◆ Short exercise: Print the data exactly as it is given, please.

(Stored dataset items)

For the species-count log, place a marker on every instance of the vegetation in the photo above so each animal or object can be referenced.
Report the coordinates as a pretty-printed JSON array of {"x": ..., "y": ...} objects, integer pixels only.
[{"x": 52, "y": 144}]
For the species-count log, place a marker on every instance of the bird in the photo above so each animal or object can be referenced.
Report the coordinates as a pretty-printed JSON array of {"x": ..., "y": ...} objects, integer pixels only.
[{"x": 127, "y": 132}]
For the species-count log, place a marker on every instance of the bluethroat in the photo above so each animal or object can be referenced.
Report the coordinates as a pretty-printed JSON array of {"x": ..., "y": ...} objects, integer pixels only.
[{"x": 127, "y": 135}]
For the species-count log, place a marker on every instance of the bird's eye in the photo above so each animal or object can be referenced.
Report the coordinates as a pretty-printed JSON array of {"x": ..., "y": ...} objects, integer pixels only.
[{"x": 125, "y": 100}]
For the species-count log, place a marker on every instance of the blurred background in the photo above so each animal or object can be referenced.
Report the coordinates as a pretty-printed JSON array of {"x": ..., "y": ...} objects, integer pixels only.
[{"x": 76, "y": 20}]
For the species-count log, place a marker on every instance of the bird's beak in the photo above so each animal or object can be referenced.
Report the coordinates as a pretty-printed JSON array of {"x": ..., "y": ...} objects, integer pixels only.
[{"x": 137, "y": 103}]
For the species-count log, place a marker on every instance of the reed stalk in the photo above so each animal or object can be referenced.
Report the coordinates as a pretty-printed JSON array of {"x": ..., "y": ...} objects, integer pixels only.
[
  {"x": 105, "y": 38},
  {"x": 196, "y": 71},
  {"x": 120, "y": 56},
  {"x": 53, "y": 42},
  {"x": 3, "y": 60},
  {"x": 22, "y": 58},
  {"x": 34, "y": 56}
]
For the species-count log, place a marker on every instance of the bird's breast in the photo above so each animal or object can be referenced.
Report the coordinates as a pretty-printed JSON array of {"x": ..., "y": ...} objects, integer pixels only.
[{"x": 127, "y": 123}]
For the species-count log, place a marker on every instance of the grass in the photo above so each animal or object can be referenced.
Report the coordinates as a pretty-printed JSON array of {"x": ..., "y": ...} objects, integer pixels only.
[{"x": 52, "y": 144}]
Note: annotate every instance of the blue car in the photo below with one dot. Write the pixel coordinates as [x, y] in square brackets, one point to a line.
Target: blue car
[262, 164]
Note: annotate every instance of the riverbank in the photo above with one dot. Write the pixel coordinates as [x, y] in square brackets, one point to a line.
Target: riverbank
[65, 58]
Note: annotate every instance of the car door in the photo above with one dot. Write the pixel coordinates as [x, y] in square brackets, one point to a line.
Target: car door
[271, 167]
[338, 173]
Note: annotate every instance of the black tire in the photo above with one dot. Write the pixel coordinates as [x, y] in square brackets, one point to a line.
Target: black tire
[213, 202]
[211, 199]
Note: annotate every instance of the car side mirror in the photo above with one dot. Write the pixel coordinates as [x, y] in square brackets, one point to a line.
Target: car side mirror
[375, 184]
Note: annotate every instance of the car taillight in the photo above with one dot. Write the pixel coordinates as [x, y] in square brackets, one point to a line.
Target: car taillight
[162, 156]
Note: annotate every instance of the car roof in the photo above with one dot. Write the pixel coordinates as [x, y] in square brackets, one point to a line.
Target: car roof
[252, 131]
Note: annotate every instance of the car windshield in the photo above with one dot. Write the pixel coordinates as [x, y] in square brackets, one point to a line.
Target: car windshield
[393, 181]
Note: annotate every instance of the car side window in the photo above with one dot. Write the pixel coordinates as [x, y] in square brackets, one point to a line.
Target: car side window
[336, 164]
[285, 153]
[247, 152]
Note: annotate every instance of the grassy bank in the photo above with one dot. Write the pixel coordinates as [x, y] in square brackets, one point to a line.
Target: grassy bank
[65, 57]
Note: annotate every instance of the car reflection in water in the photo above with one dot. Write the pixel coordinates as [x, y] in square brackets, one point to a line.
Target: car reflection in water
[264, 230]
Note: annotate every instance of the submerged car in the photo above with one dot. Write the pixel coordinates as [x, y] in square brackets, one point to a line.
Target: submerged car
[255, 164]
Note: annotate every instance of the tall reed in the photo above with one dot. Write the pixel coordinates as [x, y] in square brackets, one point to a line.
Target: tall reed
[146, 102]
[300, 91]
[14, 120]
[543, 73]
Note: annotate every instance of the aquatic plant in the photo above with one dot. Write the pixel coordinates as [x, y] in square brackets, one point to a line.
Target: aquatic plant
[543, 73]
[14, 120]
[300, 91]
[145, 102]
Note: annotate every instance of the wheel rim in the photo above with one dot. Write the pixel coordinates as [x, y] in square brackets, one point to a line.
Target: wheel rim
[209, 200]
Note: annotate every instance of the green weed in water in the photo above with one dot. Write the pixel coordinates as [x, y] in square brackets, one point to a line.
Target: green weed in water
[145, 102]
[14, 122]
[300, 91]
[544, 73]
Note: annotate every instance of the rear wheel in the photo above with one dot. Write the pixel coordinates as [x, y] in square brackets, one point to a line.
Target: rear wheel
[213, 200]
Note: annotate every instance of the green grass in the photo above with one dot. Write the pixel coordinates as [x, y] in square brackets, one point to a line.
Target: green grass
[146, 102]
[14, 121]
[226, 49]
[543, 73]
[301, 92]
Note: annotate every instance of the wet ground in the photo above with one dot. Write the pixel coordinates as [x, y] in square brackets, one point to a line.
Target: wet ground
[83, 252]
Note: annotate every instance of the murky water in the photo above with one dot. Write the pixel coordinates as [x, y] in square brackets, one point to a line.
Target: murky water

◆ Output of the task:
For the species-count log, place a marker on every instance of the vegetation in the photo above so each animal or object can be referenced.
Report the coordinates as a pretty-printed JSON array of {"x": ..., "y": ...} objects, integer pixels only.
[{"x": 52, "y": 144}]
For the species-count log, place a marker on every instance of the bird in the photo above so each animal or object can be referenced.
Report the coordinates as a pretty-printed JSON array of {"x": ..., "y": ...} objects, integer pixels only.
[{"x": 127, "y": 132}]
For the species-count log, place a marker on every instance of the bluethroat in the photo above so each animal or object can be referenced.
Report the coordinates as a pretty-printed JSON array of {"x": ..., "y": ...} objects, integer pixels only.
[{"x": 127, "y": 135}]
For the species-count log, place a marker on every instance of the bird's eye in the photo above so each animal or object can be referenced.
Report the coordinates as a pretty-printed JSON array of {"x": ..., "y": ...} objects, integer pixels only.
[{"x": 125, "y": 100}]
For the species-count log, place a marker on every instance of the blurred background in the photo above so each animal or object can be referenced.
Report the coordinates as a pretty-printed JSON array of {"x": ..., "y": ...} objects, integer pixels only.
[{"x": 76, "y": 20}]
For the species-count log, place a marker on every instance of the bird's beak in the photo above so each animal or object can be referenced.
Report the coordinates as a pretty-printed JSON array of {"x": ..., "y": ...} objects, integer pixels only.
[{"x": 137, "y": 103}]
For the species-count log, place a marker on every instance of the reed stalk in the photo above so each animal or object can be referenced.
Report the coordinates as a pretty-printed JSON array of {"x": ..., "y": ...} objects, integer pixels only.
[
  {"x": 105, "y": 38},
  {"x": 196, "y": 71},
  {"x": 120, "y": 56},
  {"x": 53, "y": 42},
  {"x": 3, "y": 60},
  {"x": 22, "y": 58},
  {"x": 34, "y": 56}
]
For the species-count log, place a marker on every instance of the bird's breast in the photo above so each animal or object can be referenced.
Report the coordinates as a pretty-printed JSON array of {"x": ..., "y": ...} objects, integer pixels only.
[{"x": 127, "y": 123}]
For the species-count log, place a marker on every instance of the grass in the photo above so each animal or object can be referenced.
Report the coordinates as a pretty-printed JSON array of {"x": ..., "y": ...} objects, integer pixels only.
[{"x": 52, "y": 144}]
Note: annotate every instance of the blue car in the photo below with one dot. Write the pixel coordinates as [x, y] in square brackets, one point to a line.
Target: blue car
[262, 164]
Note: annotate every instance of the riverbank in the photo above with one dot. Write the pixel coordinates as [x, y] in square brackets, one point to a line.
Target: riverbank
[65, 58]
Note: annotate every instance of the car door in the photo above with one dot. Write the pixel coordinates as [x, y] in square brackets, one point to a line.
Target: car door
[271, 167]
[338, 173]
Note: annotate every instance of the black tire in the photo above with one dot. Write the pixel coordinates as [x, y] in square brackets, one point to a line.
Target: black tire
[213, 202]
[211, 199]
Note: annotate every instance of the car side mirror in the photo above with one dot. Write the pixel coordinates as [x, y] in square brackets, one point to a line.
Target: car side mirror
[375, 184]
Note: annotate every instance of the car taillight in the photo above with one dot. Write the pixel coordinates as [x, y] in square brackets, one point to a line.
Target: car taillight
[162, 156]
Note: annotate every instance of the car roof in the photo above with one dot. Write the pixel coordinates as [x, y] in square brackets, one point to a line.
Target: car roof
[252, 131]
Note: annotate every instance of the car windshield in the photo above with one dot. Write the pixel coordinates as [x, y] in square brackets, one point to a line.
Target: car windshield
[393, 181]
Note: annotate every instance of the car side window in the photo above with one dot. Write the pixel coordinates as [x, y] in square brackets, one point to a line.
Target: car side window
[336, 164]
[285, 153]
[247, 152]
Note: annotate every instance of the grassy bank in the photo above with one dot. Write the pixel coordinates as [x, y] in square brackets, one point to a line.
Target: grassy bank
[65, 57]
Note: annotate every instance of the car reflection in water in the photo above with one dot. Write the pixel coordinates as [x, y] in square brackets, one point to a line.
Target: car reflection in water
[264, 230]
Note: annotate every instance of the submerged car in the photo above with one dot. Write the pixel coordinates as [x, y] in square brackets, one point to a line.
Target: submerged car
[255, 164]
Note: annotate every instance of the tall reed in the photo above with one dot. Write the pixel coordinates as [x, y] in square brackets, one point to a line.
Target: tall reed
[146, 102]
[300, 91]
[14, 120]
[543, 73]
Note: annotate every instance of the aquatic plant in the photo above with one dot. Write the pixel coordinates as [x, y] in square brackets, one point to a line.
Target: aquatic plant
[543, 73]
[14, 120]
[300, 91]
[145, 102]
Note: annotate every instance of the wheel rim in the photo above with one dot. Write the pixel coordinates as [x, y] in square brackets, one point to a line.
Target: wheel rim
[209, 200]
Note: annotate every instance of the green weed in water in the photo above with one dot. Write the pixel coordinates as [x, y] in square brackets, one point to a line.
Target: green weed in water
[145, 102]
[14, 122]
[300, 91]
[544, 73]
Note: annotate every instance of the rear wheel in the photo above with one dot. Write the pixel coordinates as [x, y] in square brackets, one point to a line.
Target: rear wheel
[213, 200]
Note: annotate every instance of the green grass in the photo above with one dot. Write the pixel coordinates as [x, y] in square brackets, one point to a line.
Target: green grass
[146, 102]
[14, 121]
[226, 49]
[543, 73]
[301, 92]
Note: annotate every instance of the wet ground in the photo above with one dot. Write the pixel coordinates as [x, y] in square brackets, one point to a line.
Target: wet ground
[83, 252]
Note: annotate every instance of the murky water in the photo above with one dot. Write the pixel coordinates as [x, y] in square brackets, one point to a line.
Target: murky water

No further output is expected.